- **INSTRUCTIONS FOR THE TASK**
Lay out all the rows below as a Markdown table with the columns No. and Line, giving each line its number and skipping any blank lines. Omit the pictures from the table.

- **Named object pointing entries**
☆ ☆ ☆ ☆ ☆ ☆ ☆

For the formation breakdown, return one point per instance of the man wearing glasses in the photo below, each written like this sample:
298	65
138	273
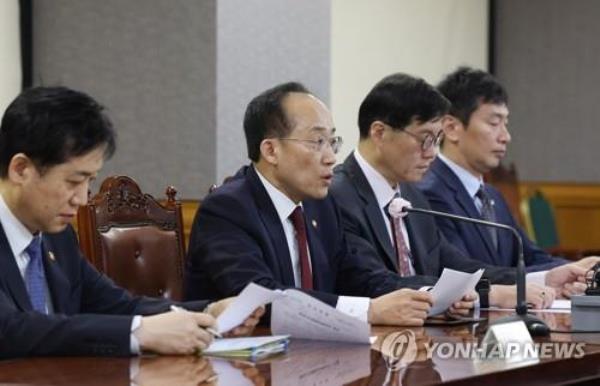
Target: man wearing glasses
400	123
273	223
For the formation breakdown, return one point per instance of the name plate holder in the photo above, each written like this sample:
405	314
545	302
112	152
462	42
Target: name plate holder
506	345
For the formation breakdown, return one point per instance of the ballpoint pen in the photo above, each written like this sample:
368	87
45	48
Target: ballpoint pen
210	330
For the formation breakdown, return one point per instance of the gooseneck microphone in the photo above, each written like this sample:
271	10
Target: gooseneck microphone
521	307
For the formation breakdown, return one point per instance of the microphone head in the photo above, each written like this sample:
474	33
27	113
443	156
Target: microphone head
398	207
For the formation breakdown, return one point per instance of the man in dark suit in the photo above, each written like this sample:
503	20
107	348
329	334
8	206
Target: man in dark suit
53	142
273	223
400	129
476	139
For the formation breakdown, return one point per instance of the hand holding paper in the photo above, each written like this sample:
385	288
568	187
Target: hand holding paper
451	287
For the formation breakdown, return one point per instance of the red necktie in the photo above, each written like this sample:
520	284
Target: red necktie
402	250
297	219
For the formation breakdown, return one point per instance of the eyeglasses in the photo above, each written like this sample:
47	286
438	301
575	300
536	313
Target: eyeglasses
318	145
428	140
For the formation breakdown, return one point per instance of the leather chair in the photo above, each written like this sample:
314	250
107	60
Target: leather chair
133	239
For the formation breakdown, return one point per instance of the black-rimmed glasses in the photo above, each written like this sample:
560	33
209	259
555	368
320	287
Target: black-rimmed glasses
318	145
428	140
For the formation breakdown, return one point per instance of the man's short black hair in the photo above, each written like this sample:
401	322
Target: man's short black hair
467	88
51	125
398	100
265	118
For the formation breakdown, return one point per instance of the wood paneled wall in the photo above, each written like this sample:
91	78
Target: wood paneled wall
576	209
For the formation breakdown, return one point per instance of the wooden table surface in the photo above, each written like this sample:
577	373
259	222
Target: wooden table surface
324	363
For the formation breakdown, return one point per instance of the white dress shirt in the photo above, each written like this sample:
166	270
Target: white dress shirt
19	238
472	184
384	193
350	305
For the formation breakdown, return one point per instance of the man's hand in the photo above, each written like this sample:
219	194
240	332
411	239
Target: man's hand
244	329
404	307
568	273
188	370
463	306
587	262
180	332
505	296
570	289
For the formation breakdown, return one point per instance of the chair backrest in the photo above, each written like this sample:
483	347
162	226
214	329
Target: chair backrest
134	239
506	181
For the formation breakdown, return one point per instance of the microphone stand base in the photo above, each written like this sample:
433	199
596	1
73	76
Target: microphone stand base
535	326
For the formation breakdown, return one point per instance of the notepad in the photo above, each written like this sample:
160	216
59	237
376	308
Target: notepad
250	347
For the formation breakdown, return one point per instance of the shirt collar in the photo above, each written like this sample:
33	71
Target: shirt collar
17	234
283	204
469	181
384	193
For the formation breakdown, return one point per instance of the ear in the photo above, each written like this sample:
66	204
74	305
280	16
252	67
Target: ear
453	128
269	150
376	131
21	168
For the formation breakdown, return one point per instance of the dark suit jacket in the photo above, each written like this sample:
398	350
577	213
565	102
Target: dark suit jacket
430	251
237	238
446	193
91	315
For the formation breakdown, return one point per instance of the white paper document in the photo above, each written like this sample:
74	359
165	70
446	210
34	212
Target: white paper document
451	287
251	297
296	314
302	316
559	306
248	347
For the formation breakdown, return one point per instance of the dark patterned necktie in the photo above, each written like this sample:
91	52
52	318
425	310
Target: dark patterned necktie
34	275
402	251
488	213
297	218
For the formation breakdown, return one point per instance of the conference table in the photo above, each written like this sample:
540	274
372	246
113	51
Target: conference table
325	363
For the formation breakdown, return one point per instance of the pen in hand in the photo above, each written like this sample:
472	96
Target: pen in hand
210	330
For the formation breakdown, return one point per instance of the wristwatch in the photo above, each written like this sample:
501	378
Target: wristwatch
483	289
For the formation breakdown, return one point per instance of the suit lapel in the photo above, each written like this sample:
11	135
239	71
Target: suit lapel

☆ ☆ ☆ ☆ ☆ ☆ ☆

- **EXERCISE SOLUTION**
| No. | Line |
|---|---|
| 1 | For the formation breakdown, return one point per instance of the man wearing glasses in the photo below, each written like this sample: |
| 2 | 298	65 |
| 3 | 138	273 |
| 4 | Target: man wearing glasses |
| 5 | 400	123 |
| 6 | 273	223 |
| 7 | For the formation breakdown, return one point per instance of the name plate holder in the photo above, each written like this sample: |
| 8 | 405	314 |
| 9 | 545	302 |
| 10 | 112	152 |
| 11 | 462	42 |
| 12 | Target: name plate holder |
| 13 | 506	345 |
| 14 | For the formation breakdown, return one point per instance of the ballpoint pen in the photo above, each written like this sample: |
| 15 | 368	87 |
| 16 | 45	48 |
| 17 | Target: ballpoint pen |
| 18 | 210	330 |
| 19 | For the formation breakdown, return one point per instance of the gooseneck microphone in the photo above, each written like this sample: |
| 20 | 271	10 |
| 21 | Target: gooseneck microphone |
| 22 | 521	307 |
| 23 | For the formation breakdown, return one point per instance of the microphone head in the photo above, each written like this sample: |
| 24 | 474	33 |
| 25 | 27	113 |
| 26 | 443	156 |
| 27 | Target: microphone head |
| 28 | 398	207 |
| 29 | For the formation breakdown, return one point per instance of the man in dark suit in the photo above, each written like this sample: |
| 30 | 503	20 |
| 31 | 107	348 |
| 32 | 329	334 |
| 33 | 8	206 |
| 34 | Target: man in dark suit |
| 35 | 53	142 |
| 36 | 273	223 |
| 37 | 400	129 |
| 38 | 476	139 |
| 39 | For the formation breakdown, return one point per instance of the hand holding paper in the photo above, each written like this sample: |
| 40 | 385	288 |
| 41 | 568	187 |
| 42 | Target: hand holding paper |
| 43 | 451	287 |
| 44 | For the formation breakdown, return one point per instance of the red necktie in the photo above, each written like this sample: |
| 45 | 520	284 |
| 46 | Target: red necktie |
| 47 | 402	250 |
| 48 | 297	219 |
| 49 | For the formation breakdown, return one point per instance of the eyeglasses in the photo above, each written like this sample: |
| 50 | 47	286 |
| 51 | 438	301 |
| 52 | 575	300 |
| 53 | 536	313 |
| 54 | Target: eyeglasses |
| 55 | 318	145 |
| 56 | 428	140 |
| 57 | For the formation breakdown, return one point per instance of the leather chair in the photo above, each written like this sample: |
| 58 | 314	250 |
| 59 | 107	60 |
| 60 | Target: leather chair |
| 61 | 133	239 |
| 62 | For the formation breakdown, return one point per instance of the black-rimmed glasses in the photo above, each written like this sample: |
| 63 | 560	33 |
| 64 | 209	259 |
| 65 | 555	368 |
| 66 | 320	287 |
| 67 | Target: black-rimmed glasses |
| 68 | 318	145 |
| 69 | 428	140 |
| 70 | For the formation breakdown, return one point per instance of the man's short black hair in the photo above, each written like this sample: |
| 71 | 401	322 |
| 72 | Target: man's short black hair |
| 73 | 467	88 |
| 74 | 51	125 |
| 75 | 398	100 |
| 76 | 265	118 |
| 77 | For the formation breakdown, return one point per instance of the wood paneled wall in the photo above, each written like this sample: |
| 78 | 91	78 |
| 79 | Target: wood paneled wall |
| 80 | 576	209 |
| 81 | For the formation breakdown, return one point per instance of the wooden table surface in the photo above, each written like this sample: |
| 82 | 577	373 |
| 83 | 259	222 |
| 84 | Target: wooden table surface |
| 85 | 324	363 |
| 86 | For the formation breakdown, return one point per instance of the white dress shirt in the photo above, each written like this sample: |
| 87 | 166	270 |
| 88 | Target: white dress shirt |
| 89 | 19	238 |
| 90 | 472	184 |
| 91 | 384	193 |
| 92 | 350	305 |
| 93 | For the formation breakdown, return one point per instance of the man's hand in the photo above, each written like this sample: |
| 94 | 219	194 |
| 95 | 240	332 |
| 96 | 411	239 |
| 97 | Target: man's hand |
| 98 | 244	329 |
| 99 | 404	307 |
| 100 | 568	273 |
| 101 | 188	370 |
| 102 | 463	306 |
| 103 | 587	262 |
| 104 | 180	332 |
| 105 | 505	296 |
| 106 | 570	289 |
| 107 | For the formation breakdown, return one point per instance of the chair backrest in the photo above, each written like this sample: |
| 108 | 483	347 |
| 109 | 162	226 |
| 110 | 214	329 |
| 111 | Target: chair backrest |
| 112 | 134	239 |
| 113 | 506	181 |
| 114 | For the formation breakdown, return one point per instance of the microphone stand base in the photo above, each written like this sample: |
| 115 | 433	199 |
| 116 | 596	1 |
| 117 | 73	76 |
| 118 | Target: microphone stand base |
| 119 | 535	326 |
| 120 | For the formation breakdown, return one point per instance of the notepad in the photo above, each written like this sample: |
| 121 | 160	216 |
| 122 | 59	237 |
| 123 | 376	308 |
| 124 | Target: notepad |
| 125 | 250	347 |
| 126 | For the formation breakdown, return one point per instance of the shirt collar in the photo above, each written like this sample: |
| 127 | 33	71 |
| 128 | Target: shirt collar |
| 129 | 17	234 |
| 130 | 283	204 |
| 131 | 469	181 |
| 132 | 384	193 |
| 133 | For the formation breakdown, return one point per instance of the ear in the photo above, each written like this sample: |
| 134 | 66	204 |
| 135 | 74	305 |
| 136 | 280	16 |
| 137 | 252	67 |
| 138 | Target: ear |
| 139 | 453	128 |
| 140 | 269	150 |
| 141 | 376	131 |
| 142 | 21	168 |
| 143 | For the formation breakdown, return one point per instance of the dark suit jacket in the photo above, each written like this sample: |
| 144 | 398	350 |
| 145 | 577	213 |
| 146 | 565	102 |
| 147 | Target: dark suit jacket |
| 148 | 430	251 |
| 149 | 237	238 |
| 150 | 446	193 |
| 151 | 91	315 |
| 152 | For the formation breakdown, return one point per instance of the white paper document in the photo above, each written like this sample: |
| 153 | 74	359 |
| 154 | 165	70 |
| 155 | 446	210 |
| 156 | 34	212 |
| 157 | Target: white paper document |
| 158 | 451	287 |
| 159 | 251	297 |
| 160 | 296	314 |
| 161 | 302	316 |
| 162 | 559	306 |
| 163 | 248	347 |
| 164 | For the formation breakdown, return one point per instance of the dark patterned necktie in the photo above, each written like this sample: |
| 165 | 91	52 |
| 166 | 52	318 |
| 167 | 425	310 |
| 168 | Target: dark patterned necktie |
| 169 | 34	275 |
| 170 | 402	251 |
| 171 | 488	213 |
| 172 | 297	218 |
| 173 | For the formation breakdown, return one point per instance of the conference table in the photo above, each written like this sample: |
| 174 | 540	274 |
| 175 | 372	246 |
| 176 | 113	51 |
| 177 | Target: conference table |
| 178 | 325	363 |
| 179 | For the formation breakdown, return one point per instance of the pen in hand in the photo above, each written like this sample: |
| 180 | 472	96 |
| 181 | Target: pen in hand |
| 182 | 210	330 |
| 183 | For the formation breakdown, return one point per instance of the wristwatch in the photo above, each written like this sample: |
| 184 | 501	378 |
| 185 | Target: wristwatch |
| 186 | 483	289 |
| 187 | For the formation breakdown, return one point per instance of the suit lapel in the photo above, each written like this sample: |
| 188 | 11	135 |
| 189 | 239	71 |
| 190 | Target: suit lapel |